Records from a data source
######

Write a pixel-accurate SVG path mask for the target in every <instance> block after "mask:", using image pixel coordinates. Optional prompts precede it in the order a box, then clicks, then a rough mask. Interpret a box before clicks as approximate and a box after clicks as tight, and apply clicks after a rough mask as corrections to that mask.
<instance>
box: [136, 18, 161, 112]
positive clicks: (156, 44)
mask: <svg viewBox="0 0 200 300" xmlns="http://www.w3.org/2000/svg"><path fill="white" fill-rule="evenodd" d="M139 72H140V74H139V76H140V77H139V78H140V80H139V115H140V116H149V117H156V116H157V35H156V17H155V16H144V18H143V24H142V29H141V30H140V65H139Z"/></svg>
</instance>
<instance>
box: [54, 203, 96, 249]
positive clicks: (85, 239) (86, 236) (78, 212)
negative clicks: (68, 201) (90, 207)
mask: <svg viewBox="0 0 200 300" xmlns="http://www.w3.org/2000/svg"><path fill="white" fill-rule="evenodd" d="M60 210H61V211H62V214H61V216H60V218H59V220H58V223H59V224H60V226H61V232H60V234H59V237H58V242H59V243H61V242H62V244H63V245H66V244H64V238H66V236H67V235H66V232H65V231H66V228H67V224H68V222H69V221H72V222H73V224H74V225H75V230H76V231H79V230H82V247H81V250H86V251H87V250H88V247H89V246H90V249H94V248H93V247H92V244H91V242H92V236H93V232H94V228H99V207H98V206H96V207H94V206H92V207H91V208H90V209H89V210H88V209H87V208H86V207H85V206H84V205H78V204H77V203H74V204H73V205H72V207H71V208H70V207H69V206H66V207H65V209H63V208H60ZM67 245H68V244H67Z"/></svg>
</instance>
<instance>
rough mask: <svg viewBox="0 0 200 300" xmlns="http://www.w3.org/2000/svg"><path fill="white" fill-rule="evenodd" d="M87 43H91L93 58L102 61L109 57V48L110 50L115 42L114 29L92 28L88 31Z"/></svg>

######

→ Brief: Where a line above holds the string "rough", show that line.

→ Written solution:
Write a pixel-accurate SVG path mask for the target in every <instance> block after "mask:", using image pixel coordinates. Optional prompts precede it in the order a box, then clicks, then a rough mask. Interpret a box before clicks as approximate and a box after clicks as tight, and apply clicks after a rough mask as corrections to that mask.
rough mask: <svg viewBox="0 0 200 300" xmlns="http://www.w3.org/2000/svg"><path fill="white" fill-rule="evenodd" d="M87 43H91L93 58L102 61L109 57V48L110 50L115 42L114 29L92 28L88 31Z"/></svg>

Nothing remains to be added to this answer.